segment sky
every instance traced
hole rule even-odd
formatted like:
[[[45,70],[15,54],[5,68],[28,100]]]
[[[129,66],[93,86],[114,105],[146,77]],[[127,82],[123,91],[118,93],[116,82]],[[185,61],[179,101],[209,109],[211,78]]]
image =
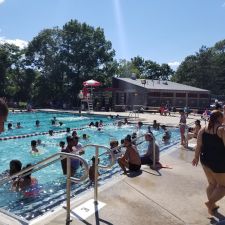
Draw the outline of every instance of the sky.
[[[173,69],[225,39],[225,0],[0,0],[0,43],[24,47],[71,19],[103,28],[116,59],[141,56]]]

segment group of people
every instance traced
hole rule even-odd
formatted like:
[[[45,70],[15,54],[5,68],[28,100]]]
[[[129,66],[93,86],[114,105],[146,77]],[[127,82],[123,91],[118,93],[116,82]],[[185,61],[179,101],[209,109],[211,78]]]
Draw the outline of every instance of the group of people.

■ **Problem to solve**: Write out the records again, starting at the line that has "segment group of people" and continuing to the end of the records, but switch "outline" to "border" and keep everything else the same.

■ **Result for this exercise**:
segment group of people
every instance traced
hole rule even-odd
formatted like:
[[[45,70],[15,54],[5,68],[28,100]]]
[[[129,66],[93,86],[114,105],[146,77]],[[127,82],[123,91],[118,93],[116,82]],[[185,61],[179,101],[209,109],[211,78]]]
Draw the border of every instance of the group of people.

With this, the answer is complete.